Problem set:
(a) Answer these from the thread on OpenCL profiling times, one line each:
(i) Which function was used to calculate the profiling info in Matrix Multiplication?
(ii) What graphics card is listed in the system configuration?
(iii) What matrix size and number of iterations are given as the sample configuration?
(b) List every mode for which the thread on OpenCL profiling times reports a result for the 64*64 matrix.

Quoted passage:
>> Start

The profiling info is calculated in Matrix Multiplication using clGetEventProfilingInfo() function.I ran the code on vista 64

sdk 2.2 and driver 10.8.I do not find any discrepencies.

The result for a 64*64 matrix was:

release mode:.391349ms

debug mode:0401486ms

Profiler mode:.39113ms.

Please send in your system config and GPU config.I can try to reproduce the problem on same GPU,if possible.


System config:

Inter core 2 duo e7400 2.8 ghz

4gb ddr3 ram

Windows xp professional sp 3


- Asus Radeon 4850 top (512 mb ddr3)

Sample configuration:

128*128 matrices, 100 iterations.


 Have you tried running the kernel for smaller matrices.It might be that your memory requirements are more then available on GPU.

If i am not wrong you are using ATI RAdeon chip


Yeah, I'm using an ATI Radeon chip. However, reducing the matrix size didn't help. The results of my own profiler ran without the ATI Stream profiler (in Release mode under Visual C++ 2008) are still significantly greater. When I use the ATI stream profiler the results of the two profilers are still almost identical. Any other ideas?



Please send in your complete code if possible.

How is the performance of your code on CPU & GPU with profiler in release mode and without profiler in release mode?

Which SDK and Driver are you using?

You can also refer to the code of Matrix multiplication in openCL Samples.There also the same clGetEventProfilingInfo is used for profiling.And i do not find any discrepencies in timing.

I hope it helps.

>> End

Raw data:
>> Start

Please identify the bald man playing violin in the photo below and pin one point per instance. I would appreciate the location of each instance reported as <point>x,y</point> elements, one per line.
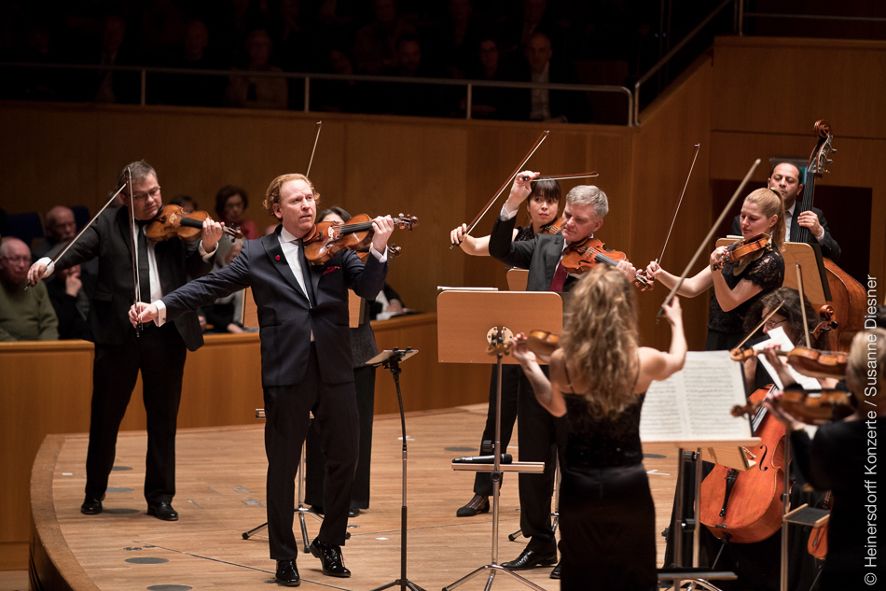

>> End

Completed exercise:
(a)
(i) clGetEventProfilingInfo()
(ii) Asus Radeon 4850 top (512 mb ddr3)
(iii) 128*128 matrices, 100 iterations

(b)
release mode
debug mode
Profiler mode